_What is needed:_ Copy the rows from the first one through the line containing "[0, 75, 960, 640]", swapping "crowd" for "group" and leaving everything else unchanged.
- - - - -
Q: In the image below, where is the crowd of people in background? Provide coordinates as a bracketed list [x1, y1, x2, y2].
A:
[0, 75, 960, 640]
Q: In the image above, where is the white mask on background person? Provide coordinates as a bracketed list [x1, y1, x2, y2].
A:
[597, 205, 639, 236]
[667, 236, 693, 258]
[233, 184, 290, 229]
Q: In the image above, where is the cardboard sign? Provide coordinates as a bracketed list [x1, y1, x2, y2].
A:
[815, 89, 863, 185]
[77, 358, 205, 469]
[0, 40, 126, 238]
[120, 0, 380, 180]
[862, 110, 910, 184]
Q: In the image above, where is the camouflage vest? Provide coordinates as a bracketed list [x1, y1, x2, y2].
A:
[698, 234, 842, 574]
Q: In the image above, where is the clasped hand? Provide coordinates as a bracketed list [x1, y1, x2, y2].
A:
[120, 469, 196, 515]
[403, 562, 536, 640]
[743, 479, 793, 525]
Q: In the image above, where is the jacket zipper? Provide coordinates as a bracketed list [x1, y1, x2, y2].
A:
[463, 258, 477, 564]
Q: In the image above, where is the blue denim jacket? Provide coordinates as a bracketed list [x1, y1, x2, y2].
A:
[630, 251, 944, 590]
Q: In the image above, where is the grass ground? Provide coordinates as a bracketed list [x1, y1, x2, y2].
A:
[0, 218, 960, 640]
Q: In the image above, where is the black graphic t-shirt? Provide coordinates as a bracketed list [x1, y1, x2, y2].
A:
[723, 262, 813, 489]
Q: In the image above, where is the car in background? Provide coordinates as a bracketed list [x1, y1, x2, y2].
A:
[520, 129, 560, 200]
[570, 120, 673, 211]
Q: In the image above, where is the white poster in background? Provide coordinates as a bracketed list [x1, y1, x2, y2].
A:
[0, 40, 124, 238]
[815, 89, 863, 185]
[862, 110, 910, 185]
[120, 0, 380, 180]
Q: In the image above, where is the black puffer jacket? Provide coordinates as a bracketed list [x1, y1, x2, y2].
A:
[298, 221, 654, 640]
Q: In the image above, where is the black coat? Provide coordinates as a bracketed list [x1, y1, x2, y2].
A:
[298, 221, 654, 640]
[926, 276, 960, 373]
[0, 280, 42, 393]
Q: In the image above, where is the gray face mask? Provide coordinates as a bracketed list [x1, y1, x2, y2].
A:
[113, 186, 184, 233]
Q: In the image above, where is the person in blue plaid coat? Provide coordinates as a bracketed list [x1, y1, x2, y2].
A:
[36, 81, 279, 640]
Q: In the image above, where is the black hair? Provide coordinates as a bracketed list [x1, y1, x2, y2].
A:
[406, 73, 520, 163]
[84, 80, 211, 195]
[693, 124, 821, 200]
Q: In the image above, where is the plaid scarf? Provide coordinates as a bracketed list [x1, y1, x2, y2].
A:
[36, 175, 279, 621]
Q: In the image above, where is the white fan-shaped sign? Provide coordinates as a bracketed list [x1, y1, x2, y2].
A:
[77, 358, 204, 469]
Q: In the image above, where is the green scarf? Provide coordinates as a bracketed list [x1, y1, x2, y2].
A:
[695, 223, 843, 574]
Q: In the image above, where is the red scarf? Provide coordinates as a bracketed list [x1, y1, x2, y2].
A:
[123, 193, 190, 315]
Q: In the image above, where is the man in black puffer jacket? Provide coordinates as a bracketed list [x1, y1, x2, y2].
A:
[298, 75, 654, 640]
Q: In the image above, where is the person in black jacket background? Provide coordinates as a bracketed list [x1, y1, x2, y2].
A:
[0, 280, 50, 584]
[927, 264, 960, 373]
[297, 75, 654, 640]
- - - - -
_Result for this exercise:_
Q: In the image below, where is the group of people in background? Provide coordinates as a bracketed list [x1, y1, x2, y2].
A:
[0, 75, 960, 640]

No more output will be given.